Pull out every line of the data below that contains the string "woman". Matching is case-sensitive.

### Provided data
* Begin *

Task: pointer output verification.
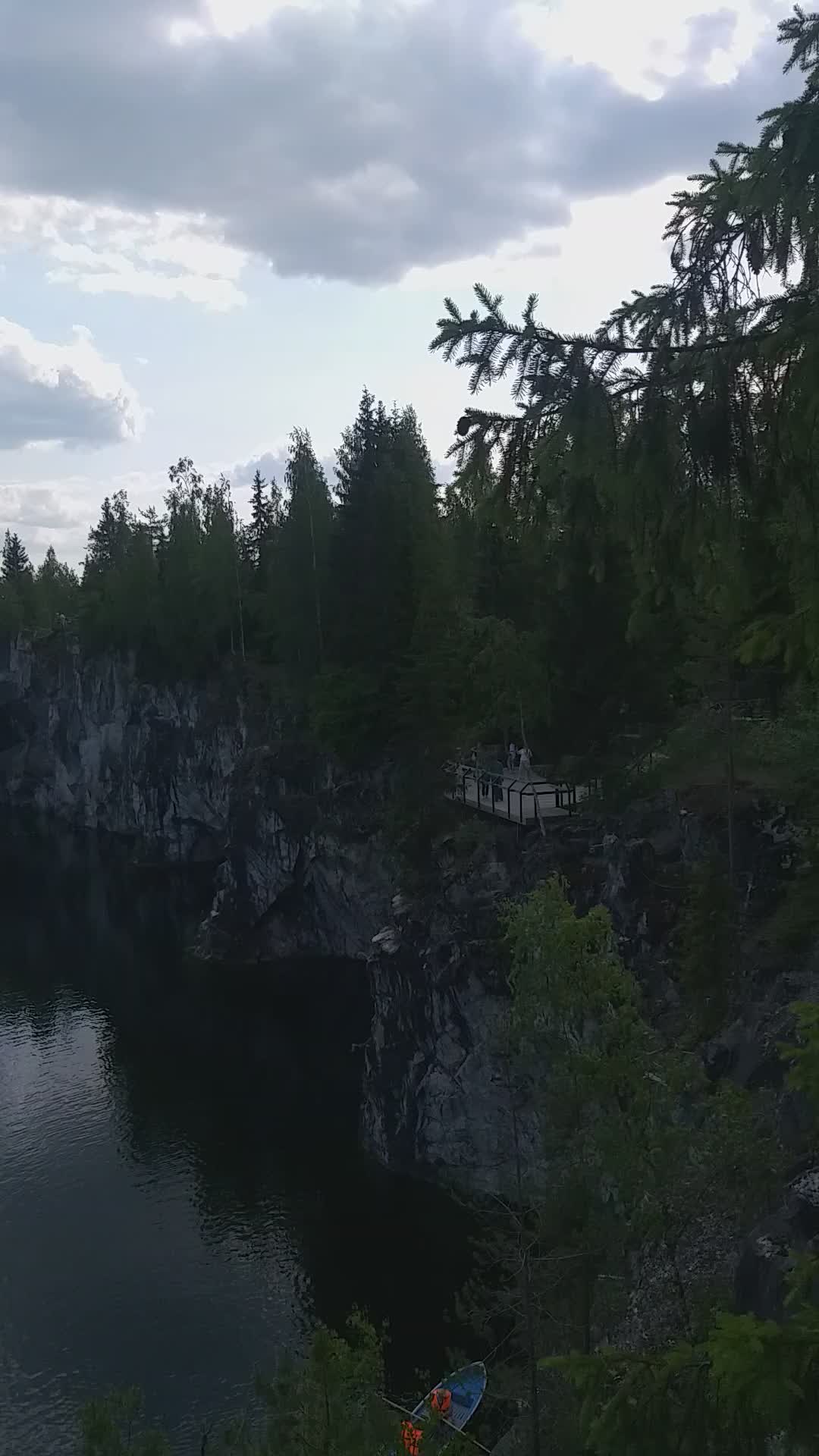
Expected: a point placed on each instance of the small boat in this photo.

* End *
* Begin *

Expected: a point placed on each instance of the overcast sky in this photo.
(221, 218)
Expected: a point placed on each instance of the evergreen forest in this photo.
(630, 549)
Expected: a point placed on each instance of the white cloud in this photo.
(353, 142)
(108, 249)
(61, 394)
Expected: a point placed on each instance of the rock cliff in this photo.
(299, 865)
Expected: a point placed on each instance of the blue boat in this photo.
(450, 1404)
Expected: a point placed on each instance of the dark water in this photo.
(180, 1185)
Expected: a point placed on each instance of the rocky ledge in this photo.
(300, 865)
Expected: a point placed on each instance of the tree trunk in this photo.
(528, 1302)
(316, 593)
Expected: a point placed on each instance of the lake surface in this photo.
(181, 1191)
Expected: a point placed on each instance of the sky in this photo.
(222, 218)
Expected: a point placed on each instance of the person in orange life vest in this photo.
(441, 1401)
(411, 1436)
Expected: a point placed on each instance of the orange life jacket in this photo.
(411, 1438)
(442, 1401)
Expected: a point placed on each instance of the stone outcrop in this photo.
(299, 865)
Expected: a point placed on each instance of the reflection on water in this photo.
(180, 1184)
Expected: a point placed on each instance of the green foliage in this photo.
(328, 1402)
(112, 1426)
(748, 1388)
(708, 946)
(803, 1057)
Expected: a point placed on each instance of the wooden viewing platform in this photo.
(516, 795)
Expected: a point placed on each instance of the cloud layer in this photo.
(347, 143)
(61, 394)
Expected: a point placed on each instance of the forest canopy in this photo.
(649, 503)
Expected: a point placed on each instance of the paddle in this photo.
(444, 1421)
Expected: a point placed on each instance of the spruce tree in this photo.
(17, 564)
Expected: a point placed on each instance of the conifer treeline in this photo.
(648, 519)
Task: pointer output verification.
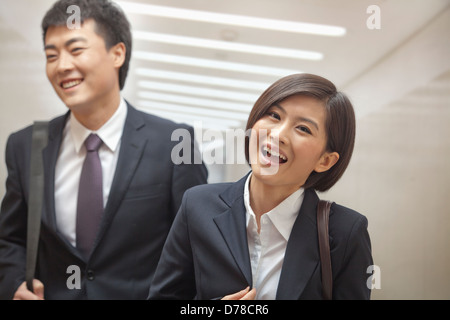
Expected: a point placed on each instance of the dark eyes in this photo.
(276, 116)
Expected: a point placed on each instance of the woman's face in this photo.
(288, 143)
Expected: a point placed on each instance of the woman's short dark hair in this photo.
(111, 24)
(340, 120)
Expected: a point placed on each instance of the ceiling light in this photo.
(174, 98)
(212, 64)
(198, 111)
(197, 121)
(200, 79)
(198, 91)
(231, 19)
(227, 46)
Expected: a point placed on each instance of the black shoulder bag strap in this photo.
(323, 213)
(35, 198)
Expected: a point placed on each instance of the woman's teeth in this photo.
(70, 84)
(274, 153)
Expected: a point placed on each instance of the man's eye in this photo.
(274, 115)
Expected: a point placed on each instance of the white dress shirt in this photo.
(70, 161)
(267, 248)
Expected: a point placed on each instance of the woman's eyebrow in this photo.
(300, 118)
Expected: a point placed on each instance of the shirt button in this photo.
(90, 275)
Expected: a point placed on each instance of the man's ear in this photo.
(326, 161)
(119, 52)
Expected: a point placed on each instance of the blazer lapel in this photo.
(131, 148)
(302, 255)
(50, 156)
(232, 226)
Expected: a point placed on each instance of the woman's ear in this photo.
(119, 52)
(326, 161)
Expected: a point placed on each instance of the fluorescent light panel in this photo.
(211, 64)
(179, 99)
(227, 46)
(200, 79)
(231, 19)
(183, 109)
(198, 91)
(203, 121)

* End *
* Begin *

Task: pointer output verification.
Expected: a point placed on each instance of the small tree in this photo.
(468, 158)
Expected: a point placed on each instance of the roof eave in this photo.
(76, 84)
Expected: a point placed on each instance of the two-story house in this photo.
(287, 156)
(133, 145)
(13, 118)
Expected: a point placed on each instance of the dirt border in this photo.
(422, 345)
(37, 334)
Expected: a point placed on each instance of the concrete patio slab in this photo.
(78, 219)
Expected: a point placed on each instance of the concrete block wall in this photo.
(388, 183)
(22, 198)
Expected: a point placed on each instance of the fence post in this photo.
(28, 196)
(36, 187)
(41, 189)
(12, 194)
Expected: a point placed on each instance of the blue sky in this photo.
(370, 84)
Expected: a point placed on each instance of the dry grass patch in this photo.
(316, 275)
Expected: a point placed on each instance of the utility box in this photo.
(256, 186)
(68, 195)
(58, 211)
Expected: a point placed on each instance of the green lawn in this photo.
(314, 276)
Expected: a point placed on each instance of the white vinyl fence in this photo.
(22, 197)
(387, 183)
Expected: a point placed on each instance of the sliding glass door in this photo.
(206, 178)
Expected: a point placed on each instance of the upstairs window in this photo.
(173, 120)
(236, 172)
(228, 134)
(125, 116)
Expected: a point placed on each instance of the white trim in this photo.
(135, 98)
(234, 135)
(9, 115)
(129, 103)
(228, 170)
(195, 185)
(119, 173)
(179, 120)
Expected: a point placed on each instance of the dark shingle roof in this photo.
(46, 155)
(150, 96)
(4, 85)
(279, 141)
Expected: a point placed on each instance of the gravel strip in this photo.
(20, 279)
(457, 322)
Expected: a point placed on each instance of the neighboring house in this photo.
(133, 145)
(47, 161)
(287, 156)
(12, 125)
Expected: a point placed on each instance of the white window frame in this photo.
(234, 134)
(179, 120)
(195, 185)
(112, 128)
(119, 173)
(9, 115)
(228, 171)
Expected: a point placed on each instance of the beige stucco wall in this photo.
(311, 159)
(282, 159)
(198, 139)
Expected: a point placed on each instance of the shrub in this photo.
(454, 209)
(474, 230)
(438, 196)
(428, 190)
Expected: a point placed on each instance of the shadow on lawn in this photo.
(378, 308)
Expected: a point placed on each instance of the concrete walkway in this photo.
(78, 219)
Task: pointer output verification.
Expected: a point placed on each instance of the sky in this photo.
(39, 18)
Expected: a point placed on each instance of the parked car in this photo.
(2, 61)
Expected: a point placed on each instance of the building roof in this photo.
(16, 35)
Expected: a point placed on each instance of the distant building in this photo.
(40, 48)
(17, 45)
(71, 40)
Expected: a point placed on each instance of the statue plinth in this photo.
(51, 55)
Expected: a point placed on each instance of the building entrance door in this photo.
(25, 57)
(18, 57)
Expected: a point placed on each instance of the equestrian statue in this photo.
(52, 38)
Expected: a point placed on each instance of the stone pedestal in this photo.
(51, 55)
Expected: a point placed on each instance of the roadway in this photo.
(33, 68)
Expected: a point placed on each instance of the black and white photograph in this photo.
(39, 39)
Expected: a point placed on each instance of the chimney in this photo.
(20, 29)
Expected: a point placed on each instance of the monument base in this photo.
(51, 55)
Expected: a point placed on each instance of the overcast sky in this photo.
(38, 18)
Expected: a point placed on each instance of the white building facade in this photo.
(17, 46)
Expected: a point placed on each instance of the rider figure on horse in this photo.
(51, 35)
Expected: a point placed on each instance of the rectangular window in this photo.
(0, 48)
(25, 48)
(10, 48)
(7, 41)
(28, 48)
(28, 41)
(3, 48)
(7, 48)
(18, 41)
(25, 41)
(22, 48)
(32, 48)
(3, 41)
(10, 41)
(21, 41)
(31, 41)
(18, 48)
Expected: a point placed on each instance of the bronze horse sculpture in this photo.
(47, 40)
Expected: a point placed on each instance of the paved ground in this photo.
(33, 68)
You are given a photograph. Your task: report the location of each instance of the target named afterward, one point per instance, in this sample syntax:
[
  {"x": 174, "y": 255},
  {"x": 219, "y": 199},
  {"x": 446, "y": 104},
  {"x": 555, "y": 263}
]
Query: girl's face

* End *

### Solution to the problem
Expected: a point placed on each instance of the woman's face in this photo.
Expected: a point placed on each instance of the woman's short dark hair in this photo.
Expected: a point placed on each instance of the woman's teeth in this photo.
Expected: a point placed on each instance of the woman's eyebrow in this photo.
Expected: a point placed on each instance of the woman's ear in this photo.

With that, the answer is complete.